*** TASK INPUT Section Begins ***
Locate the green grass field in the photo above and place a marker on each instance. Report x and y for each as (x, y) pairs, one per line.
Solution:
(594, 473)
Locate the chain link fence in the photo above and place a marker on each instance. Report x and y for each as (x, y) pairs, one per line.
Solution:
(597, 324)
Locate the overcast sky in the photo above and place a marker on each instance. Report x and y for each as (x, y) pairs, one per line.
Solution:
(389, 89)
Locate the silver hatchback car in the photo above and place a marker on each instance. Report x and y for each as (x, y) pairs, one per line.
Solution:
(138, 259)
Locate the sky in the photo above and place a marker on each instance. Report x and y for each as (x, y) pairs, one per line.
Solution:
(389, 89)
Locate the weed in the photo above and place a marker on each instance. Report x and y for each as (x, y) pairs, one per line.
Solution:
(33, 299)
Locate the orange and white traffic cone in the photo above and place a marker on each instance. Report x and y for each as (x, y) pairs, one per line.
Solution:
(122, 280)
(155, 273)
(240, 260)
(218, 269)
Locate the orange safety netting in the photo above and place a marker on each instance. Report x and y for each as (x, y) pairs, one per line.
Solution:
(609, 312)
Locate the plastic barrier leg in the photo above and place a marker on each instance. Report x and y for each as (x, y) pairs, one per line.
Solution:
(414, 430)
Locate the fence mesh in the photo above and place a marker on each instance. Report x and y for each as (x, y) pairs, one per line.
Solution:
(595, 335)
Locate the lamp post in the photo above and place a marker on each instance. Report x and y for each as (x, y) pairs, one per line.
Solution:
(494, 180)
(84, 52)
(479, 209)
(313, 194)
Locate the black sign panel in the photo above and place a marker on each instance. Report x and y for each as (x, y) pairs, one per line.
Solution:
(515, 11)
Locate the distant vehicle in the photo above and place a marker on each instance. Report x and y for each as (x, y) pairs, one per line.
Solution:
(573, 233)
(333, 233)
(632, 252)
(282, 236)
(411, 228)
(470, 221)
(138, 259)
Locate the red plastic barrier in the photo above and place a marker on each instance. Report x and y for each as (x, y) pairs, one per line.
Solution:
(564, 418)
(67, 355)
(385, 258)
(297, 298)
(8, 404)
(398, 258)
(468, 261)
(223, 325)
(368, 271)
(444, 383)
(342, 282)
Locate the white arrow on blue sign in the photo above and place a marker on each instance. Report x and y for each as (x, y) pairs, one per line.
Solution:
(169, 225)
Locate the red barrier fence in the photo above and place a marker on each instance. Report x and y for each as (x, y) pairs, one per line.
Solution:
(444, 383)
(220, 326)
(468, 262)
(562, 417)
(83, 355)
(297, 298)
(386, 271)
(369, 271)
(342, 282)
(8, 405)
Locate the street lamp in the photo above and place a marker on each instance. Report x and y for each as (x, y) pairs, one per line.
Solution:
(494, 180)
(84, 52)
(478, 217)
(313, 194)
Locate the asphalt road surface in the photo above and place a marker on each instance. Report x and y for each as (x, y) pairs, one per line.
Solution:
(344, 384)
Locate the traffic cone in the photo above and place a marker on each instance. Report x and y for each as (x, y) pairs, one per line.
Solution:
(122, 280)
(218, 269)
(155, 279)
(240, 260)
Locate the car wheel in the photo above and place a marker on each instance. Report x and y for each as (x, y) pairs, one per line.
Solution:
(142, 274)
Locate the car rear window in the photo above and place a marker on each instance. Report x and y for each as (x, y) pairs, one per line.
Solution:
*** TASK INPUT Section Ends ***
**TASK REQUIREMENTS:** Restate each entry exactly, skipping none.

**RESPONSE BOX:**
Locate the green grass field in the photo above and place a marker on each instance. Report x and y for each as (x, y) pairs, one per line.
Solution:
(594, 473)
Locate the chain link fence in the photo above and place a marker on each instance. Report x and y for each as (x, y) pairs, one per line.
Solution:
(597, 324)
Locate the overcast sky in the photo above and place a marker on each instance. Report x and y for each as (x, y) pairs, one per line.
Solution:
(389, 89)
Locate the silver hatchback car in the photo above and place a marker on each instance. Report x and y for each as (x, y) pairs, one per line.
Solution:
(138, 259)
Locate the sky in the photo above and place a marker on each instance. Report x and y for each as (x, y) pairs, one per line.
Solution:
(389, 89)
Locate the weed in the photo above and place a marker on each instance. Report x and y for each as (x, y) pairs, one per line.
Solution:
(33, 299)
Locate the orange and white traffic cone in the photo above and place a marker on each instance. Report x and y for each as (x, y) pairs, one per line.
Solution:
(122, 280)
(155, 273)
(240, 260)
(218, 269)
Locate the orange safety netting in the photo above and place a marker on each instance. Report x and y for each as (x, y) pairs, one per line.
Solution:
(609, 312)
Locate the plastic barrier leg in the photo above and place a marker on each instance. Report x and y for each as (x, y) pairs, one per line.
Solution:
(414, 430)
Locate the fence mesh in the photo above and place a marker on each instance. Report x and y for each as (x, y) pairs, one per line.
Solution:
(595, 335)
Locate the lamp post in the photo above and place a marker on each instance. Report x and y for each as (x, y) pairs, one per line.
Solution:
(494, 180)
(84, 52)
(479, 209)
(313, 194)
Locate the black sign panel in the photo above and place a marker on each instance. Report x and y for each as (x, y) pairs, one per line.
Solution:
(515, 11)
Locate the distant vehicle in the photo above and place a marker on each instance. Report x and y for each as (x, y) pairs, one per line.
Solution:
(573, 233)
(333, 233)
(632, 252)
(282, 236)
(411, 228)
(470, 221)
(138, 259)
Locate the red plastic barrier in the photo above and place a marker on each instance. Report x and y for each as (x, y) pairs, one per line.
Solution:
(564, 418)
(67, 355)
(385, 258)
(297, 298)
(8, 404)
(398, 258)
(468, 261)
(223, 325)
(368, 271)
(444, 383)
(342, 282)
Locate the white arrow on blue sign in the photo above and place a marker on each instance. Report x and y for each as (x, y) pairs, one per line.
Solution:
(169, 225)
Locate the red barrier fence in the photo above and place a marker on each instance. Report x and y for each as (x, y) pairs, one per line.
Solution:
(444, 383)
(220, 326)
(468, 262)
(562, 417)
(83, 355)
(297, 298)
(386, 271)
(369, 271)
(342, 282)
(8, 405)
Locate the street lamp in the photo above and place a marker on each instance. Report x and y for each as (x, y) pairs, one per line.
Solution:
(494, 180)
(84, 52)
(478, 217)
(313, 194)
Locate the asphalt road surface in the photo above and place a marker on each instance. Report x and y for each as (x, y) pairs, one per line.
Solution:
(344, 384)
Locate the traffic cone in the photo above and place a marker on each instance. Report x and y for each as (x, y) pairs, one per line.
Solution:
(122, 280)
(218, 269)
(155, 279)
(240, 260)
Locate the car wheel in the photo above and place a marker on each instance. Report x and y for each as (x, y) pairs, one per line.
Solution:
(142, 274)
Locate the car rear window in the photo above and place a marker on each instance. Report x and y for each as (x, y) pairs, one per line.
Solution:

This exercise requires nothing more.